Start of Given entries
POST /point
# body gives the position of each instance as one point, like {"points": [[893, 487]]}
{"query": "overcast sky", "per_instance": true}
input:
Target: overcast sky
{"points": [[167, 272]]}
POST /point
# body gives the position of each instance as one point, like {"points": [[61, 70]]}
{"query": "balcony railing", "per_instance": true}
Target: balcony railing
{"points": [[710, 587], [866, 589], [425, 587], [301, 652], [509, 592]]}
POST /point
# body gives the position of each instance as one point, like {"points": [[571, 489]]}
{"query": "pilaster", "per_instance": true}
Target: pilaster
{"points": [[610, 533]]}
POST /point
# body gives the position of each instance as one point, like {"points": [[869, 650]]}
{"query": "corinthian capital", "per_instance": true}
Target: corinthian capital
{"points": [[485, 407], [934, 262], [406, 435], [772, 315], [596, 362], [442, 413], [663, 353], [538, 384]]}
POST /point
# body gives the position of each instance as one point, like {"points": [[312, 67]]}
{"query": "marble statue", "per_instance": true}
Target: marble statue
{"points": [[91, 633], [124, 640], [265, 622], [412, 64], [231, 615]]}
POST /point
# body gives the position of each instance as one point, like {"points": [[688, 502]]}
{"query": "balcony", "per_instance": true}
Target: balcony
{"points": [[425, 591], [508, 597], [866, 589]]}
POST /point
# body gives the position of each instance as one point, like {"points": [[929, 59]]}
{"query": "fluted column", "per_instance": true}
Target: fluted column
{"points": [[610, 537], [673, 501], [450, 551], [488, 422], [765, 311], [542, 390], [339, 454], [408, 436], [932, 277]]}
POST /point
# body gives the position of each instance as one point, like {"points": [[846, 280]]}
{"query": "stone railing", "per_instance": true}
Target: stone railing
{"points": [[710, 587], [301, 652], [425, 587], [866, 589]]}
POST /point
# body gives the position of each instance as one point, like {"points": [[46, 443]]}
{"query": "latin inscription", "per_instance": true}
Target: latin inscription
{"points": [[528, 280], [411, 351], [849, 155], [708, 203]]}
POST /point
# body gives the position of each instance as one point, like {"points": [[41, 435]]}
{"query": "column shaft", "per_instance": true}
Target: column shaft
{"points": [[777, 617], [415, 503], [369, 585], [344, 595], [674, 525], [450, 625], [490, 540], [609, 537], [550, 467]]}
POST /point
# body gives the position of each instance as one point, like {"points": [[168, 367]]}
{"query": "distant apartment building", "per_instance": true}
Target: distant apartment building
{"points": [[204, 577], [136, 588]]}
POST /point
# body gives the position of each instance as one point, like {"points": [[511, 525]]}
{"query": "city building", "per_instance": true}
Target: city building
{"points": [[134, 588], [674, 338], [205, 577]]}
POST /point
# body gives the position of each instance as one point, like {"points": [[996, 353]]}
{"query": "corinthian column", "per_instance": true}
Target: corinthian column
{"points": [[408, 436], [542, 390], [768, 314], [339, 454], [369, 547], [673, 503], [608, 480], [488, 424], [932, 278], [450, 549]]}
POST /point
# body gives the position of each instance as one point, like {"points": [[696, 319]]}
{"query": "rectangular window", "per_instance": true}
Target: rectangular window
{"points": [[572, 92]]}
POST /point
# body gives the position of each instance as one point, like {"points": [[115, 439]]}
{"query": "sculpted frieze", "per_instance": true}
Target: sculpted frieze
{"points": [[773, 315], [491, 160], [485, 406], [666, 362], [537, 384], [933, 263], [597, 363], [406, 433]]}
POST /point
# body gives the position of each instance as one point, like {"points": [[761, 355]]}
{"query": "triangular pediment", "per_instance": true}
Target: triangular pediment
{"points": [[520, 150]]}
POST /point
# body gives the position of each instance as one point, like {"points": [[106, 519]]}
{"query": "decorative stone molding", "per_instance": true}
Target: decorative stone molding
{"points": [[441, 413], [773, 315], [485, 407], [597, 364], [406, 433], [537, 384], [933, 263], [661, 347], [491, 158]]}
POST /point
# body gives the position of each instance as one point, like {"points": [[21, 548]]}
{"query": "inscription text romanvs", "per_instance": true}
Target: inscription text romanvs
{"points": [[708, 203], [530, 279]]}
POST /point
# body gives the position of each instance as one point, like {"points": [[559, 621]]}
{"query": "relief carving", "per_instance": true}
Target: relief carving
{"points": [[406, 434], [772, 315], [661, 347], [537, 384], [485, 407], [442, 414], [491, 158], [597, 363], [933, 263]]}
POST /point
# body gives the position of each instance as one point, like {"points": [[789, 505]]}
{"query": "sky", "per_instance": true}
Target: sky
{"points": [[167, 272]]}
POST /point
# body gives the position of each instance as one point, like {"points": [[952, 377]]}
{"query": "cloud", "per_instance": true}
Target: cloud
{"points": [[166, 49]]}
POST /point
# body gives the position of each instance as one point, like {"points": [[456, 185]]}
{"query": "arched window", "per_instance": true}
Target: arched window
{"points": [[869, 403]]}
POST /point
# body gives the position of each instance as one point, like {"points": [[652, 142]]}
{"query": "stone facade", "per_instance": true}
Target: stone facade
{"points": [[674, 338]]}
End of Given entries
*What to work on*
Copy every record verbatim.

*Problem solution*
POST /point
# body gives the position of each instance as one point, like {"points": [[893, 487]]}
{"query": "overcast sky", "per_instance": true}
input:
Target: overcast sky
{"points": [[167, 272]]}
POST /point
# body gives the position of each instance as one point, like {"points": [[61, 70]]}
{"query": "balcony railing", "per_instance": true}
Target: balcony railing
{"points": [[710, 587], [866, 589], [425, 587], [301, 652], [509, 592]]}
POST /point
# body gives the position of each instance as one point, like {"points": [[571, 489]]}
{"query": "pilaster", "per_instance": true}
Target: pilaster
{"points": [[610, 533]]}
POST /point
# body gives the position of each instance as one point, like {"points": [[869, 650]]}
{"query": "corinthian capital", "per_instance": true}
Target: corinthian capital
{"points": [[485, 407], [934, 262], [406, 435], [772, 315], [596, 362], [442, 413], [663, 353], [538, 384]]}
POST /point
# body gives the position of each instance as one point, like {"points": [[312, 67]]}
{"query": "marble statue", "per_instance": true}
Target: marble statue
{"points": [[91, 633], [124, 640], [265, 622], [412, 64], [231, 615]]}
POST /point
# body gives the position of each instance as one point, like {"points": [[688, 502]]}
{"query": "balcony", "per_instance": true}
Target: balcony
{"points": [[425, 591], [508, 597], [866, 589]]}
POST /point
# body gives the position of each instance as one point, like {"points": [[929, 59]]}
{"query": "fluted column", "per_instance": true}
Target: fluted column
{"points": [[610, 537], [673, 501], [450, 551], [488, 422], [765, 311], [542, 390], [339, 454], [408, 436], [932, 277]]}
POST /point
# body gives the position of each instance as one point, like {"points": [[846, 280]]}
{"query": "stone railing", "per_instance": true}
Target: stone railing
{"points": [[710, 587], [301, 652], [425, 587], [866, 589]]}
POST /point
# body gives the position of each instance as one point, like {"points": [[46, 443]]}
{"query": "latin inscription", "per_instance": true}
Target: latin inscription
{"points": [[528, 280], [411, 351], [849, 155], [708, 203]]}
POST /point
# body gives the position of each instance as one point, like {"points": [[41, 435]]}
{"query": "column shaft", "per_instance": true}
Target: column shaft
{"points": [[777, 617], [415, 503], [369, 585], [344, 595], [674, 525], [450, 625], [490, 540], [609, 537], [550, 467]]}
POST /point
# body gives the position of each instance as one point, like {"points": [[168, 367]]}
{"query": "distant apartment building", "per_instance": true}
Target: distant apartment building
{"points": [[204, 577], [136, 588]]}
POST /point
# body gives the position of each instance as one point, like {"points": [[511, 525]]}
{"query": "city building", "per_instance": true}
Target: city building
{"points": [[134, 588], [674, 338], [205, 577]]}
POST /point
# body gives the position of each instance as one point, like {"points": [[996, 353]]}
{"query": "corinthian column", "per_instance": true}
Target: corinthian column
{"points": [[408, 436], [542, 390], [768, 314], [339, 454], [369, 547], [673, 503], [608, 480], [488, 424], [932, 278], [450, 549]]}
POST /point
# body gives the position of each instance as one point, like {"points": [[696, 319]]}
{"query": "rectangular window", "per_instance": true}
Target: rectangular window
{"points": [[572, 92]]}
POST /point
# body gives the position of each instance as one point, like {"points": [[115, 439]]}
{"query": "sculpted frieze", "per_instance": true}
Target: sculpted frieze
{"points": [[773, 315], [491, 160], [485, 406], [666, 362], [537, 384], [933, 263], [597, 363], [406, 433]]}
POST /point
# body gives the position of each instance as one point, like {"points": [[761, 355]]}
{"query": "triangular pediment", "per_instance": true}
Target: triangular pediment
{"points": [[520, 150]]}
POST /point
# body gives the position of each instance as one point, like {"points": [[106, 519]]}
{"query": "decorative stone molding", "per_instance": true}
Target: decorative stone molding
{"points": [[441, 413], [773, 315], [485, 407], [597, 364], [406, 433], [537, 384], [933, 263], [661, 347], [491, 158]]}
POST /point
# body gives the position of each instance as one point, like {"points": [[21, 548]]}
{"query": "inscription text romanvs", "per_instance": true}
Target: inscription text romanvs
{"points": [[708, 203], [530, 279]]}
POST /point
# body gives the position of each instance as one point, like {"points": [[559, 621]]}
{"query": "relief carving", "per_instance": true}
Target: relief carving
{"points": [[406, 434], [772, 315], [661, 347], [537, 384], [485, 407], [442, 414], [491, 158], [597, 363], [933, 263]]}
POST /point
# body gives the position of each instance as one point, like {"points": [[789, 505]]}
{"query": "sky", "per_instance": true}
Target: sky
{"points": [[167, 272]]}
POST /point
# body gives the position of each instance as one point, like {"points": [[952, 377]]}
{"query": "cloud", "per_instance": true}
Target: cloud
{"points": [[166, 49]]}
POST /point
# body gives the position of each instance as one point, like {"points": [[456, 185]]}
{"query": "arched window", "per_instance": true}
Target: arched window
{"points": [[869, 403]]}
POST /point
# body gives the position of each instance as one point, like {"points": [[652, 142]]}
{"query": "stone facade", "per_instance": true}
Target: stone facade
{"points": [[674, 338]]}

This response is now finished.